Opinion
Case No. 1:10cv434.
May 24, 2011
ORDER GRANTING PLAINTIFFS' MOTION FOR CONDITIONAL CERTIFICATION
Before the Court is Plaintiffs' Motion for Conditional Certification, brought pursuant to the Fair Labor Practices Act ("FLSA"), 29 U.S.C. §§ 201, et seq. (Doc. 10.) For the following reasons, Plaintiffs' Motion for Conditional Certification is GRANTED.
BACKGROUND
Plaintiffs Rick Seger, Alex Phelps, and Mark Wilburn are current or former Maintenance Technicians employed by Defendant BRG Realty Group, LLC ("BRG"), an entity that owns and/or manages more than thirty apartment complexes primarily located in the metropolitan areas of Cincinnati, Ohio and Northern Kentucky. Plaintiffs claim that BRG failed to compensate them with overtime pay as required under the FLSA, the Ohio Minimum Fair Wage Standards Act ("OMFWSA"), and other Ohio law.
BRG Maintenance Technicians perform maintenance necessary for the care and upkeep of Defendant's properties. They typically work forty hours per week. In addition to their scheduled hours, Maintenance Technicians are occasionally required to be "on call" to accept service calls after their normal work hours. BRG provides the on-call Maintenance Technician with a cell phone, and tenants call that cell phone directly to request service. If the on-call Technician does not answer the call to the cell phone in two or three rings, the call is sent to a phone service which then contacts the Technician at a home or personal cell phone number.
Some calls from tenants require the on-call Maintenance Technician to make an immediate visit to the rental property, while others do not. Requests for service that do not require an immediate property visit can often be resolved by assistance provided by the Maintenance Technician over the phone. Plaintiff Seger estimated that he spent approximately five hours per week while on call responding to telephone calls from tenants, exclusive of his time on the service trip. (Seger Decl. ¶ 8.) Plaintiff Phelps estimated that while he was on call, he averaged an additional hour a day responding to phone calls from tenants with service requests. (Phelps Decl. ¶ 8.) Plaintiff Wilburn gave a similar estimate. (Wilburn Decl. ¶ 6.)

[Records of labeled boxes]
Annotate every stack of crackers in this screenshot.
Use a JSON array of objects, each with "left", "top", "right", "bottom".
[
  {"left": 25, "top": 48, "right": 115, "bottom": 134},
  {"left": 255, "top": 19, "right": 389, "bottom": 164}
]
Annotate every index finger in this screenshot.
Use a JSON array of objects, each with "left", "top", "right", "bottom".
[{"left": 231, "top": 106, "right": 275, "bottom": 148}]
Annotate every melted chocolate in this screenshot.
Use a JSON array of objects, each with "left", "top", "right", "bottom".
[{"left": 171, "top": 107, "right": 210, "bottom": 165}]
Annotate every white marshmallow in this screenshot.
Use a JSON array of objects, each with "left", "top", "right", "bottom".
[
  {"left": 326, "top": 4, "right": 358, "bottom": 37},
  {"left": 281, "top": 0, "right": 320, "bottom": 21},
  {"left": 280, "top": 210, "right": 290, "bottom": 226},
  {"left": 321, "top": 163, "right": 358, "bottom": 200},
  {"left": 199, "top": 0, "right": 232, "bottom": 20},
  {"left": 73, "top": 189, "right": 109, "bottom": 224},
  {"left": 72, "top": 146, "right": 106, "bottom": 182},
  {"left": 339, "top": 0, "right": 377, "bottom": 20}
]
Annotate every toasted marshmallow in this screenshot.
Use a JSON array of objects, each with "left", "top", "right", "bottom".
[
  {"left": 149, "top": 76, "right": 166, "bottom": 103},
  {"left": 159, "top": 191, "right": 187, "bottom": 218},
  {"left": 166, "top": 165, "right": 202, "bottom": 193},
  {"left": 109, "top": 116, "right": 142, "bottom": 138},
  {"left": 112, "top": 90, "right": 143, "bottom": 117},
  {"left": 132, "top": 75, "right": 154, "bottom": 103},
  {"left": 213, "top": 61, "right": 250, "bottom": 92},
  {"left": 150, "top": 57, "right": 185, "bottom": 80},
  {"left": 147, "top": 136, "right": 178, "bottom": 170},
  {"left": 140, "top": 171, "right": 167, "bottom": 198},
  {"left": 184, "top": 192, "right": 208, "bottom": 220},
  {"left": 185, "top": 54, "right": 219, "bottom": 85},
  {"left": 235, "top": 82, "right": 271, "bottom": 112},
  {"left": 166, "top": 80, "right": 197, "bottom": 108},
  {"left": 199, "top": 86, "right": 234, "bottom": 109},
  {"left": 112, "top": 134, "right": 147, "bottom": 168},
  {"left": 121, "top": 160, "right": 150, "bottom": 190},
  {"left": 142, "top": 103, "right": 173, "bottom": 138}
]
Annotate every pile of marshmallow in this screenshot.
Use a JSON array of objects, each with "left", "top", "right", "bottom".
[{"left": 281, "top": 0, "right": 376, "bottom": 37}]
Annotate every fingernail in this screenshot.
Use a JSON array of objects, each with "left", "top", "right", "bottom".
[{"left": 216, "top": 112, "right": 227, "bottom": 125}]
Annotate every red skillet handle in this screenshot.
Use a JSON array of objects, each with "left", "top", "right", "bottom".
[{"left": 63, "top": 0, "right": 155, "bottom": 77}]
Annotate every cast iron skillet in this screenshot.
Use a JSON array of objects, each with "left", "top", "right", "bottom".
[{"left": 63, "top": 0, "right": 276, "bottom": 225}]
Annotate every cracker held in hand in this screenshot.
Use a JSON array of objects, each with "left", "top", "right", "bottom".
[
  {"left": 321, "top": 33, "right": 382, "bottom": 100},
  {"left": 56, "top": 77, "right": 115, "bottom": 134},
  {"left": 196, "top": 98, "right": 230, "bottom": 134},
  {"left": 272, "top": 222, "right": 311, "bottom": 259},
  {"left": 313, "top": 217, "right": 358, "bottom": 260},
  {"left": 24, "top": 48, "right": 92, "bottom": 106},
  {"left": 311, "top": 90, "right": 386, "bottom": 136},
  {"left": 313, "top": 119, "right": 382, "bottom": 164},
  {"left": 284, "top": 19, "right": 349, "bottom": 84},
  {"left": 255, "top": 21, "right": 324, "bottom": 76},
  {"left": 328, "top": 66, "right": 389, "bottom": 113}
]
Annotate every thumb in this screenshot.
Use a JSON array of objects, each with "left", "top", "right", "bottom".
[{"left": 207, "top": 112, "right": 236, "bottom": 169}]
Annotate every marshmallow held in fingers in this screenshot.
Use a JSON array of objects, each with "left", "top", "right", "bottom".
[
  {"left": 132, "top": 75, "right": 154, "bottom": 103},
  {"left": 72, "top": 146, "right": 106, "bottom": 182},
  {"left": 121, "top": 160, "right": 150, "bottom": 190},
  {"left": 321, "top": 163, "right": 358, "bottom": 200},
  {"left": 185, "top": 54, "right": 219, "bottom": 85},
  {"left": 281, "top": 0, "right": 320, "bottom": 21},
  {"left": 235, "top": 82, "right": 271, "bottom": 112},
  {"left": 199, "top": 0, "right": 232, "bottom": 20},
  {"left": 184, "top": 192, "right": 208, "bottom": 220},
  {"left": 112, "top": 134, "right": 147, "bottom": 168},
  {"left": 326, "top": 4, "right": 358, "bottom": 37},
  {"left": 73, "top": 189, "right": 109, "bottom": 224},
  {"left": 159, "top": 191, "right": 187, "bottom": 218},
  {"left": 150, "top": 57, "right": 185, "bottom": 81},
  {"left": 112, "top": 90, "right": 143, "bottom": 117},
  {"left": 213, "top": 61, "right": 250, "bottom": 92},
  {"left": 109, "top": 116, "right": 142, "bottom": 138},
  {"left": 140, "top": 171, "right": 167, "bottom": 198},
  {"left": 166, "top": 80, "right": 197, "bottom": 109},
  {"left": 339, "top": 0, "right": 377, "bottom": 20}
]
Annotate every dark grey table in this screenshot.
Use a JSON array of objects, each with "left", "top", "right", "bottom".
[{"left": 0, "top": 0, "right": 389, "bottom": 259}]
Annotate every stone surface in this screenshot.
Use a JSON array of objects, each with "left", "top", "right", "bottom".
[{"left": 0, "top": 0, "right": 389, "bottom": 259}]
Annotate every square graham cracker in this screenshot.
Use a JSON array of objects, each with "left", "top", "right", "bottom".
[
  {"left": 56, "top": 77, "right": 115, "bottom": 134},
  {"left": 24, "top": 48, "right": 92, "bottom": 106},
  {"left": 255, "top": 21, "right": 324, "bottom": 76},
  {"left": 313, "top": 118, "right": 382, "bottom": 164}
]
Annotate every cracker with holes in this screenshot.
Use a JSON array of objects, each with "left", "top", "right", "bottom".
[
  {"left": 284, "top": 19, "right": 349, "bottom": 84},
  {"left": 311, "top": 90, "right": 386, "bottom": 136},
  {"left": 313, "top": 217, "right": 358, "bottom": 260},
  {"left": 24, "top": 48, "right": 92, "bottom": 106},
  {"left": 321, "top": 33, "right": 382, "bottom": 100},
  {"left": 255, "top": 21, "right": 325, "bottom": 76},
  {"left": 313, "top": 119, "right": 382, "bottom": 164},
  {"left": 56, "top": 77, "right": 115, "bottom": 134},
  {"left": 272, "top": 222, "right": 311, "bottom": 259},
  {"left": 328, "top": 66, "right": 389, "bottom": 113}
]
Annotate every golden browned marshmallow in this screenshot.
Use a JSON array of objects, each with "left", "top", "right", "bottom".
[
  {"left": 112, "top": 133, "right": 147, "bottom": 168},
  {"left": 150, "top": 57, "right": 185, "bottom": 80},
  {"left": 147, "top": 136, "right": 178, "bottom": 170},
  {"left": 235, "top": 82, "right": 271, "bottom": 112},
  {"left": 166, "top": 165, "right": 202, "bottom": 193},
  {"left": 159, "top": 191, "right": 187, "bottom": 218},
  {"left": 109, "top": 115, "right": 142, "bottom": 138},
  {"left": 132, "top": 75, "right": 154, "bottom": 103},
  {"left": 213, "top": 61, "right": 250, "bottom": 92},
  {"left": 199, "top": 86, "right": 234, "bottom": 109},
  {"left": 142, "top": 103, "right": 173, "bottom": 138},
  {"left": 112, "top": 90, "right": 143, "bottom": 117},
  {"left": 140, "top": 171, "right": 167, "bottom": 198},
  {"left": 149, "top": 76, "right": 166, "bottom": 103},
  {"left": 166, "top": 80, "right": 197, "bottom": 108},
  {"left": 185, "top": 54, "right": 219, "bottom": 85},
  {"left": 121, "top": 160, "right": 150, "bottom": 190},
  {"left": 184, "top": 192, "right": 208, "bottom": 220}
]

§ Problem to work on: Continue the court order on the maintenance technicians' overtime claims, starting after its last sentence.

§ Result below:
BRG pays its Maintenance Technicians for most of the on-call time spent if the service request involves a trip to the property. However, Defendant does not pay overtime for on-call work performed prior to a service trip or for on-call work which does not result in a trip to the rental property. This is because Defendant's on-call overtime policy provides that "[o]n-call hours worked are to be recorded from the time the employee leaves for the property until the time employee completes his return trip from the property." (Berkshire Realty Group Employee Policies Manual at 36, filed as Doc. 10-2 (emphasis added).) Plaintiffs assert that this policy unlawfully denies them overtime pay to which they are entitled under federal and state law because it denies them overtime compensation for time they spend on the phone or otherwise working to resolve calls that do not involve a trip to the rental property.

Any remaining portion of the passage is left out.